### Problem requirements
Starting with the line that contains "Point out the conical", reproduce each line through the end of the listing below, with no other output.

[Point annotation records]
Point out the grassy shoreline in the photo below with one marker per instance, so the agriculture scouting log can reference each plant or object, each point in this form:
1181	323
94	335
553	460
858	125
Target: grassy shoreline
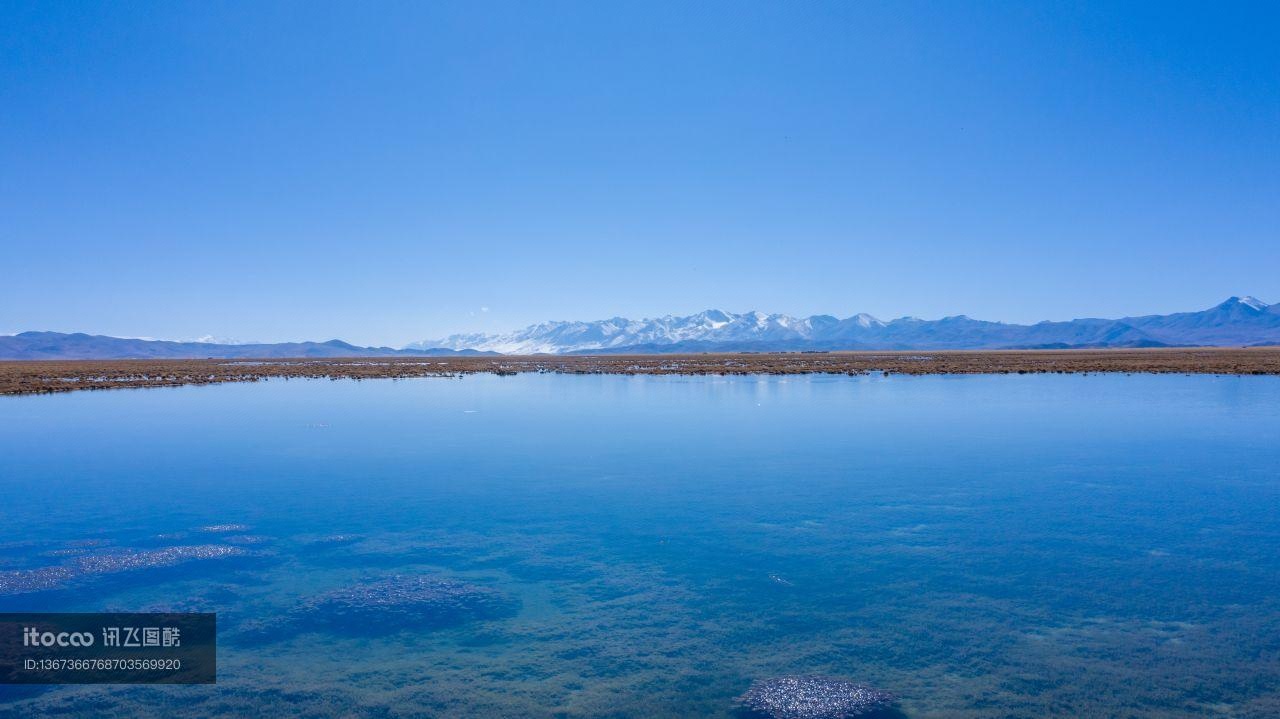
71	375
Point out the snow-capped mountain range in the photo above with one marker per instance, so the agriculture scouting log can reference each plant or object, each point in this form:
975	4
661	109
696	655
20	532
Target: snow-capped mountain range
1238	321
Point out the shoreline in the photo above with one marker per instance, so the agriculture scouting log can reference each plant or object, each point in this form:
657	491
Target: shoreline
48	376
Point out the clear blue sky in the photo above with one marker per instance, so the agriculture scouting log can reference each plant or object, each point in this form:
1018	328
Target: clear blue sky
382	172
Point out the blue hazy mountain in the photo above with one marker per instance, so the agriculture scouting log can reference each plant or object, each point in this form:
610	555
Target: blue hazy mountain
62	346
1238	321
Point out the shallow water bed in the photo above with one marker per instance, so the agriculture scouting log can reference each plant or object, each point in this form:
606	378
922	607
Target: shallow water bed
545	545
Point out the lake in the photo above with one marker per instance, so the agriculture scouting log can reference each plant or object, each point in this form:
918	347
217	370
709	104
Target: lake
1046	545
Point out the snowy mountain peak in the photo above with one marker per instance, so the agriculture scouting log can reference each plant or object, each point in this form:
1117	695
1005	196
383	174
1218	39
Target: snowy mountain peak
1239	320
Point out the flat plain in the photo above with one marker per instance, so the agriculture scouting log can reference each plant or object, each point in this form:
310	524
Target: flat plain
50	376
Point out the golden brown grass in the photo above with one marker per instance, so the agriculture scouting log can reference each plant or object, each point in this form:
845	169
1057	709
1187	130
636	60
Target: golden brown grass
46	376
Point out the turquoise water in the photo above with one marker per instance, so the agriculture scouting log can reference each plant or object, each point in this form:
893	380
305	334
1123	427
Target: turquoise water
979	545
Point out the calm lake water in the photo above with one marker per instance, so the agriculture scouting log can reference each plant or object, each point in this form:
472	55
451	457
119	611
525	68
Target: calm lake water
979	545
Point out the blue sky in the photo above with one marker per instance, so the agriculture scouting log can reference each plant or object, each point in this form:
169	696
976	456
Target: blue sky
393	172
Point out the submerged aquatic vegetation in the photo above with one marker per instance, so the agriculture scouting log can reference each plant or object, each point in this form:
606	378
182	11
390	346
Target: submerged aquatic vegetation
42	578
388	605
812	697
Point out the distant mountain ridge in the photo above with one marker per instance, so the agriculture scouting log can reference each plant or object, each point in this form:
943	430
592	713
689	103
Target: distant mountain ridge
1237	321
78	346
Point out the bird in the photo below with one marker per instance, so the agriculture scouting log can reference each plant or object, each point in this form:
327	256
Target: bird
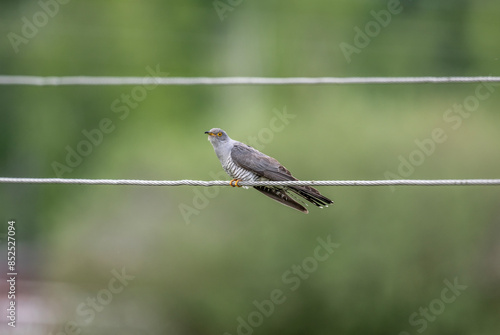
245	163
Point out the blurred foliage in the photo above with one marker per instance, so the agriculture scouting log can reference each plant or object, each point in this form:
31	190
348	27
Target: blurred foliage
397	246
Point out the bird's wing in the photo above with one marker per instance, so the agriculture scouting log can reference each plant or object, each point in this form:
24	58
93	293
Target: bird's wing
268	167
255	161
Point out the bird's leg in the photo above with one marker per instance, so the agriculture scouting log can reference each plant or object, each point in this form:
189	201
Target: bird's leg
235	181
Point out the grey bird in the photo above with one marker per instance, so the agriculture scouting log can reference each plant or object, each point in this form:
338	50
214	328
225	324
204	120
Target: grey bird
244	163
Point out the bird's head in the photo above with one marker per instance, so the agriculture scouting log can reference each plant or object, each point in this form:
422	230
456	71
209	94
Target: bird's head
217	136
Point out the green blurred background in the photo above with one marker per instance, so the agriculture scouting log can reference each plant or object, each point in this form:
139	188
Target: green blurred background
200	260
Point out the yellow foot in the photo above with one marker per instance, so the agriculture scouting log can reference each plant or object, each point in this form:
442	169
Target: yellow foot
235	181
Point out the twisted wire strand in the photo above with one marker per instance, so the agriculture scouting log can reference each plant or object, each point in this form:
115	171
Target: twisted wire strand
88	80
187	182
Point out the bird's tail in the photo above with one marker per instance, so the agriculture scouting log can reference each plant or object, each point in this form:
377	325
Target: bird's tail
312	195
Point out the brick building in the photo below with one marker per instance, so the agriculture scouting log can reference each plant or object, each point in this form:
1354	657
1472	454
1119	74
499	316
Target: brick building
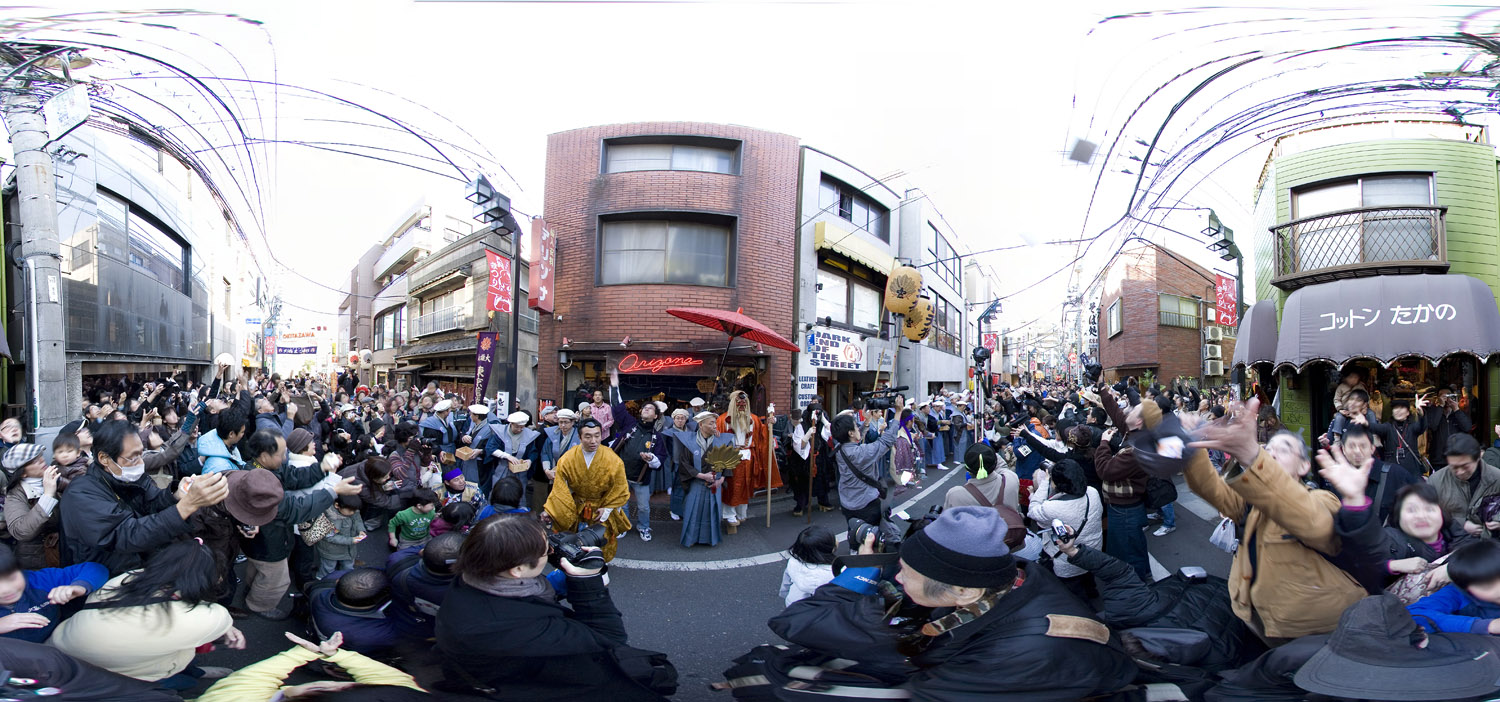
662	215
1157	315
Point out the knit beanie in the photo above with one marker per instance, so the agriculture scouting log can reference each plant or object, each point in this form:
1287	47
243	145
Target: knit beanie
963	548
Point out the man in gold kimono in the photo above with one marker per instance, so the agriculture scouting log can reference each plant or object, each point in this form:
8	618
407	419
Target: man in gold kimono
756	458
590	488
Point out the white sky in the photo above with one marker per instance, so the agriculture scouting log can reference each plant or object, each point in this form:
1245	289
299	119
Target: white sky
977	102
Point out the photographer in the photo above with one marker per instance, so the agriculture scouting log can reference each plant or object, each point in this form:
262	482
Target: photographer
503	627
860	489
993	629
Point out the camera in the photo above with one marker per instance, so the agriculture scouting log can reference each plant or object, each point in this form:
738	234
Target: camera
570	548
887	537
882	399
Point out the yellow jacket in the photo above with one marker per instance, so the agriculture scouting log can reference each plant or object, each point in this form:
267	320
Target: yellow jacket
261	681
1277	573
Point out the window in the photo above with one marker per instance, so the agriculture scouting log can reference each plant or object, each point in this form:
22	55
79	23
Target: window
1178	311
699	155
680	252
854	206
848	302
947	327
152	251
942	258
389	329
1379	236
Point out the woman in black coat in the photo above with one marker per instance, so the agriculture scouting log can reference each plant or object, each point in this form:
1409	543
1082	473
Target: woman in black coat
503	627
1379	555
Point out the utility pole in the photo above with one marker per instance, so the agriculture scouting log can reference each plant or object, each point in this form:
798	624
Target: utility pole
36	189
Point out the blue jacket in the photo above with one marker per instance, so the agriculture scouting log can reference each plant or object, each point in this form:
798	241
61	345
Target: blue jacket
1454	611
216	456
38	584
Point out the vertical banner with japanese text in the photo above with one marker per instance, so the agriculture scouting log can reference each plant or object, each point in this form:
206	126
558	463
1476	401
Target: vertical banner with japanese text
500	282
483	362
1226	300
543	255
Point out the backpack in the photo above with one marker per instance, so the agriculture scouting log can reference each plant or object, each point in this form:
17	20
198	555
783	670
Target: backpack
1016	533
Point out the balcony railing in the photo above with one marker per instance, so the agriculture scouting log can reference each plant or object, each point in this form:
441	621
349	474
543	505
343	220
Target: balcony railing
443	320
1362	242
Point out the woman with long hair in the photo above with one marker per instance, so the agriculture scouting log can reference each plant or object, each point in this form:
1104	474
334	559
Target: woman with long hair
147	623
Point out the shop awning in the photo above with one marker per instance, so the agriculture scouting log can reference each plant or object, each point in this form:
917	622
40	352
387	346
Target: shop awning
1388	317
827	236
1256	341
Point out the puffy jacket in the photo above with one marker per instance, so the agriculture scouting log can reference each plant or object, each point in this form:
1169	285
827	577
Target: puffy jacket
275	539
218	456
1176	602
1280	570
1023	630
366	632
1460	497
534	648
117	524
30	524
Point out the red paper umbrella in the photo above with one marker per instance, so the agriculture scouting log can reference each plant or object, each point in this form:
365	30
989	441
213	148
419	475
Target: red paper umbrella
734	324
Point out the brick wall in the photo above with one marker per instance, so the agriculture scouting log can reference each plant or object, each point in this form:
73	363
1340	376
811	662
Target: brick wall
762	198
1137	278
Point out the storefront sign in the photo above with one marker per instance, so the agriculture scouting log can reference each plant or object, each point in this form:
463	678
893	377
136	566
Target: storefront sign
1226	300
483	360
828	348
543	255
806	390
662	363
500	284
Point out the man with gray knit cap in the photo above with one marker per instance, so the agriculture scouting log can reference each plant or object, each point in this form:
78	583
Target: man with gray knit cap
999	629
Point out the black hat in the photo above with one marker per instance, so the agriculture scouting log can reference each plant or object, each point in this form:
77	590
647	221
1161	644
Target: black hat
1373	654
1163	450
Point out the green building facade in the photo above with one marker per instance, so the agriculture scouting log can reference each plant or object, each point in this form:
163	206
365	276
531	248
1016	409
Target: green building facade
1461	170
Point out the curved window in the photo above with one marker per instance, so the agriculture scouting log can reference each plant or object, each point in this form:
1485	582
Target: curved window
633	252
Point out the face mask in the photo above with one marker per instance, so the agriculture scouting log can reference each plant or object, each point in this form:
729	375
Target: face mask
131	473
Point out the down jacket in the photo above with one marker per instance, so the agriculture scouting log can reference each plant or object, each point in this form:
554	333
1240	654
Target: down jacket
1281	569
846	618
1176	602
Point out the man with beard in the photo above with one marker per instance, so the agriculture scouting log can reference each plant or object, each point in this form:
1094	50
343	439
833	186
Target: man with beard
590	488
756	459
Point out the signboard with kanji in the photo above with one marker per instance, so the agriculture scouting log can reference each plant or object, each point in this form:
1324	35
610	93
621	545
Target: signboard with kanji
500	282
1226	300
543	252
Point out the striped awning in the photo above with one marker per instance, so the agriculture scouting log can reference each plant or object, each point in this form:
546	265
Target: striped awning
830	237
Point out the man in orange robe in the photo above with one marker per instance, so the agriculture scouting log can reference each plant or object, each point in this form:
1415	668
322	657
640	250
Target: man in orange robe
753	438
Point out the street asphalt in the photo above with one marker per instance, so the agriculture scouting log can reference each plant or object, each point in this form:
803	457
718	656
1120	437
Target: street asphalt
705	606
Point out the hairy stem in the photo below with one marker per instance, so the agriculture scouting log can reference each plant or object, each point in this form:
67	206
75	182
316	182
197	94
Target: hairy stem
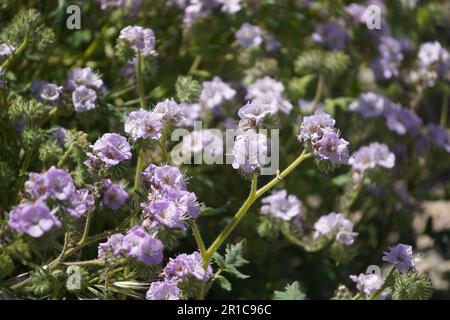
383	287
17	52
444	111
233	223
198	238
140	80
319	90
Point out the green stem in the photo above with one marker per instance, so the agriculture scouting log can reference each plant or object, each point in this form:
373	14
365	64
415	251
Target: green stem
283	174
233	223
139	168
86	228
94	262
17	52
319	90
195	64
65	156
254	194
198	238
140	80
358	296
64	249
444	111
383	287
71	251
26	163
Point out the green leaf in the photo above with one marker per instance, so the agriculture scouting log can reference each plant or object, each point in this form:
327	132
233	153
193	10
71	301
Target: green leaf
291	292
233	255
223	282
411	286
232	260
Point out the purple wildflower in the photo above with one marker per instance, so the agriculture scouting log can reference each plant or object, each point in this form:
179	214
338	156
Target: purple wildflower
84	98
249	35
44	91
337	225
215	92
163	290
269	91
367	283
144	124
401	256
331	147
313	127
139	244
440	136
170	111
140	39
110	149
82	201
6	50
370	105
35	186
185	266
59	135
371	156
114	196
281	205
402	120
59	184
166	212
112	247
230	6
250	151
253	113
84	77
34	219
331	35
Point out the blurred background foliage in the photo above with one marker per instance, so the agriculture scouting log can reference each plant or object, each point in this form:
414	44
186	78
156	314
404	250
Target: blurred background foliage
387	207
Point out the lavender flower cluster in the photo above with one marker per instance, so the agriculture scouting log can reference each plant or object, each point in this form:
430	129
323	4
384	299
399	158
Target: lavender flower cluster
318	131
282	206
335	225
137	243
178	270
401	120
55	189
168	203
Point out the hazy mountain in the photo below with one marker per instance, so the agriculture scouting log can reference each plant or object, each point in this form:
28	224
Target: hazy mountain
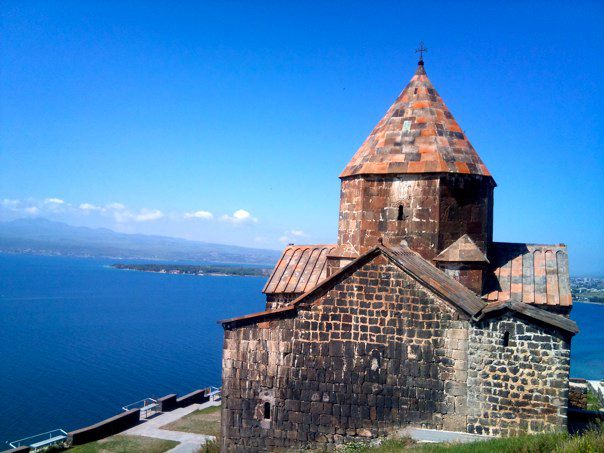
42	236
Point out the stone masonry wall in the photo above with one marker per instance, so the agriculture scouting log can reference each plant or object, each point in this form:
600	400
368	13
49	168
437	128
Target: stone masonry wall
522	387
375	352
436	209
279	300
369	209
256	365
466	207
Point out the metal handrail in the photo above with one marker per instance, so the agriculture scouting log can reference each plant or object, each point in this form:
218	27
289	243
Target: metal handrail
21	442
151	401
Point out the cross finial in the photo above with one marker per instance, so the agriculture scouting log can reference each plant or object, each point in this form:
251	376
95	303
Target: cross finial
421	49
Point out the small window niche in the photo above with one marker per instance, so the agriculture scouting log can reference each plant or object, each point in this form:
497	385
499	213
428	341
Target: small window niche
401	213
506	339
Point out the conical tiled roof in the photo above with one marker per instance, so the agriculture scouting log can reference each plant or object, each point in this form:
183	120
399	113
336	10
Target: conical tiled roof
418	134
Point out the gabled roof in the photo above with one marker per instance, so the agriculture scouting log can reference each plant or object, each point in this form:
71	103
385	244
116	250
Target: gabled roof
463	250
418	134
409	262
532	312
430	277
299	269
529	273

### Completed exercise
Point out the conical tiled roof in the photo above with one marker per instance, so the agriculture scouting log can reference each plant or object, each point in this form:
183	120
399	113
336	10
Target: conical tiled roof
418	134
Point out the gabled roof in the photo above with one marker per instance, so the agriculture scouting log can reference each plant or object, each point in this form:
71	103
385	244
116	250
Target: gabled roof
463	250
418	134
409	262
532	312
430	277
299	269
529	273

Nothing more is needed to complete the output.